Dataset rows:
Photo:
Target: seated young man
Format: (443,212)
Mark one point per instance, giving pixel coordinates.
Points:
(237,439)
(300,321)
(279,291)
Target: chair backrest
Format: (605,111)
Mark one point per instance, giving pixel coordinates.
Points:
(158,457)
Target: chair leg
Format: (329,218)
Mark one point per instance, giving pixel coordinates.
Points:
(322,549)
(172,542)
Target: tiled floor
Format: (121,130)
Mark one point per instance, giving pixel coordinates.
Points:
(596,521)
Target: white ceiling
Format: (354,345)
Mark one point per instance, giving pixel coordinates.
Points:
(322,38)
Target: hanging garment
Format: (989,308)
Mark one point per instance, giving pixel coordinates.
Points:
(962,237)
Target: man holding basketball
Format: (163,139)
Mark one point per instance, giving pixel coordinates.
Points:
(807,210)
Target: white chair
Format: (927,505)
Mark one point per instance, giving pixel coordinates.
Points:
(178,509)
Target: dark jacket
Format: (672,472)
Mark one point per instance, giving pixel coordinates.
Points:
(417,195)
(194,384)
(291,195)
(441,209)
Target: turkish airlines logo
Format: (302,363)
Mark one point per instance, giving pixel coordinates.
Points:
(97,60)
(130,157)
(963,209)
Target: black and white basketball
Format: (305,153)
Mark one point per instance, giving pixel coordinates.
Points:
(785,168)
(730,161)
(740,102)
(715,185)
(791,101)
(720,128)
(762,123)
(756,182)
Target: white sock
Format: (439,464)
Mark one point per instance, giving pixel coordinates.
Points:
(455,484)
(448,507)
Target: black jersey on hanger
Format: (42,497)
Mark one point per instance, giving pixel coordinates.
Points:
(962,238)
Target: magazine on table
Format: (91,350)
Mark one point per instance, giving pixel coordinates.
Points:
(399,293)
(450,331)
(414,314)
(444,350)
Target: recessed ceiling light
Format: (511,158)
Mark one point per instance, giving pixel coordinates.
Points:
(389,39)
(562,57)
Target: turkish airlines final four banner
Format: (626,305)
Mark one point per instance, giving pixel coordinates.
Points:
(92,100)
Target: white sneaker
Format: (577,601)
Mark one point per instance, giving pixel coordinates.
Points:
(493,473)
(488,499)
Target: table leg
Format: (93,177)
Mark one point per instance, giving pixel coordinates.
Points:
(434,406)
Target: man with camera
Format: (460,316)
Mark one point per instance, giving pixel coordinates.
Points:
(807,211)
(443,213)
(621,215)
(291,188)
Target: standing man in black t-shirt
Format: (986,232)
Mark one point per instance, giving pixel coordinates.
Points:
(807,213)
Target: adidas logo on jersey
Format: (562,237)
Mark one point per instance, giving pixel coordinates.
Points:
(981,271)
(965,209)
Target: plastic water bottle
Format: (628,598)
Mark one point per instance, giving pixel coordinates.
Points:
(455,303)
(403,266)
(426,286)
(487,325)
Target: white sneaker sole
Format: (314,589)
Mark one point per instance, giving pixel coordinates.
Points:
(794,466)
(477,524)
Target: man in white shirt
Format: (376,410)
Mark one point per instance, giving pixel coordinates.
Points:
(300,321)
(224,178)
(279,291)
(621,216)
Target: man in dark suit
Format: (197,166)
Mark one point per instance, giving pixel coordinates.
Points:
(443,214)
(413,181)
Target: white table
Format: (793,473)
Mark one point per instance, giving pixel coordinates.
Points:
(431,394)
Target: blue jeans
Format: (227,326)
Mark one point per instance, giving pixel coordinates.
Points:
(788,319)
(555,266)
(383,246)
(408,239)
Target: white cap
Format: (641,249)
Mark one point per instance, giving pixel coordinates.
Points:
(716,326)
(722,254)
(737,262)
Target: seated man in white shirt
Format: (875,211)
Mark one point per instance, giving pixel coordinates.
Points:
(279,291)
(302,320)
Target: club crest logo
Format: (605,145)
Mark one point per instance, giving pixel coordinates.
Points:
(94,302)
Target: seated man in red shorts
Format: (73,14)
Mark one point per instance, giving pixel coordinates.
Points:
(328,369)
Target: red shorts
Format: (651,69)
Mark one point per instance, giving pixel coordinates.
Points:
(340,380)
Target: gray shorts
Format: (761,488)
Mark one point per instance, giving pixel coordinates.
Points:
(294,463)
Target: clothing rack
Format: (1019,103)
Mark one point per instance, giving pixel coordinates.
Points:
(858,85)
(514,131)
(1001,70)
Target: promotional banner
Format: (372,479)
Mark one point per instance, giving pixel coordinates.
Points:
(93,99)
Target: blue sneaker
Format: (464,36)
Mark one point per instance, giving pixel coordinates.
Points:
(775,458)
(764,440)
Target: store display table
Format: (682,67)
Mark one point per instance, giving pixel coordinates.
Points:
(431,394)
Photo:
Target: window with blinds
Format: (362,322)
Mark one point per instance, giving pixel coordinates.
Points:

THE EXERCISE: Each line of the material above needs to be quoted exactly, please.

RESPONSE BELOW:
Photo:
Target: seated young man
Format: (443,212)
Mark one point per instance, giving pixel coordinates.
Points:
(237,439)
(300,321)
(279,291)
Target: chair backrest
Format: (605,111)
Mark one point per instance, giving pixel coordinates.
Points:
(158,457)
Target: chair leg
Format: (329,218)
Mark one point per instance, giving pixel coordinates.
Points:
(322,549)
(172,542)
Target: tiled floor
Format: (121,130)
Mark one point per instance, giving pixel coordinates.
Points:
(596,521)
Target: white ceiling
Format: (354,345)
Mark one point per instance, giving pixel coordinates.
Points:
(322,38)
Target: hanging garment
Format: (989,308)
Mark one point per instance, giving pixel coordinates.
Points:
(962,237)
Target: man holding basketball
Format: (163,139)
Mark one point per instance, giving pixel coordinates.
Points:
(807,210)
Target: white chair
Format: (927,505)
Mark one point per instance, giving pixel coordinates.
Points:
(178,509)
Target: dark jacket
Format: (672,472)
Mark one point per instance, giving pixel coordinates.
Points:
(417,195)
(194,384)
(291,195)
(441,209)
Target: turkish airlines logo
Format: (302,363)
Mark one point per instance, giving pixel coordinates.
Points:
(97,60)
(130,157)
(963,209)
Target: black and white basketball
Format: (305,153)
Mark one point per instance, giving pixel coordinates.
Points:
(785,168)
(730,161)
(740,102)
(715,185)
(791,101)
(720,128)
(762,123)
(756,182)
Target: white sock
Format: (439,464)
Mark one point per instance, giving pixel coordinates.
Points:
(455,484)
(448,507)
Target: black jersey on hanger
Format: (42,497)
Mark one point per instance, giving pixel coordinates.
Points:
(962,238)
Target: magazine on table
Format: (91,350)
Mark one point per instance, giving pixel coordinates.
Points:
(399,293)
(450,331)
(414,314)
(444,350)
Target: recessed ceiling light
Format: (511,158)
Mark one point per instance, giving pixel coordinates.
Points:
(389,39)
(562,57)
Target: turkish airlines final four banner
Format: (626,305)
Mark one point per instance, giving pixel coordinates.
Points:
(92,100)
Target: white sneaker
Format: (577,601)
Mark one point per instance, giving pixel coordinates.
Points:
(493,473)
(488,499)
Target: table leg
Format: (93,177)
Mark one point per instance, giving pixel coordinates.
Points:
(434,406)
Target: man with camera
Format: (460,316)
Mark one point per instance, giving pixel coordinates.
Points:
(807,211)
(443,213)
(621,215)
(291,188)
Target: standing man in black t-shirt
Format: (986,232)
Mark one point per instance, giving pixel coordinates.
Points:
(807,213)
Target: adidas logo on jersey
Format: (562,237)
Mark one point per instance, giving pixel coordinates.
Points:
(981,271)
(965,209)
Target: plastic water bottle
Format: (628,598)
Mark one point per instance, giving pixel coordinates.
Points:
(455,303)
(403,266)
(426,286)
(487,325)
Target: white sneaker sole
Format: (314,589)
Mark one point per instance, giving pixel coordinates.
Points:
(794,466)
(477,524)
Target: man in white shirt
Format: (376,410)
Mark one point per instance, giving pixel coordinates.
Points:
(300,321)
(224,178)
(279,291)
(621,216)
Target: man in dark suit
Format: (197,166)
Mark one point per instance, giving pixel coordinates.
Points:
(443,214)
(413,181)
Target: white table
Format: (793,473)
Mark one point per instance, giving pixel coordinates.
Points:
(431,394)
Target: blue jeans
Format: (227,326)
Mark one point per instance, giving pixel coordinates.
Points:
(788,319)
(555,266)
(383,246)
(408,239)
Target: white cap
Format: (641,249)
Mark one point per instance, giving pixel coordinates.
Points:
(716,326)
(722,254)
(737,262)
Target: seated man in white shirt
Format: (875,211)
Mark one point per instance, giving pixel coordinates.
Points:
(279,291)
(302,320)
Target: club crest logo
Format: (605,145)
Mark one point per instance, giving pixel coordinates.
Points:
(94,302)
Target: seated man in red shorts
Format: (73,14)
Mark one point per instance, giving pixel coordinates.
Points:
(328,369)
Target: red shorts
Format: (651,69)
Mark one point per instance, giving pixel coordinates.
Points:
(340,380)
Target: gray shorts
Format: (761,488)
Mark one point per instance, giving pixel coordinates.
Points:
(294,463)
Target: clothing rack
Format: (1019,103)
Mark one point per instance, giving pixel coordinates.
Points:
(858,85)
(514,131)
(1001,70)
Target: promotional banner
Format: (372,479)
Mark one point per instance, giving pixel coordinates.
Points:
(93,99)
Target: blue sneaker
Format: (464,36)
Mark one point per instance, giving pixel coordinates.
Points:
(775,458)
(764,440)
Target: store display table
Format: (682,67)
Mark one point per instance, giving pixel coordinates.
Points:
(431,394)
Photo:
Target: window with blinds
Format: (362,322)
Mark one point per instance, giving pixel coordinates.
Points:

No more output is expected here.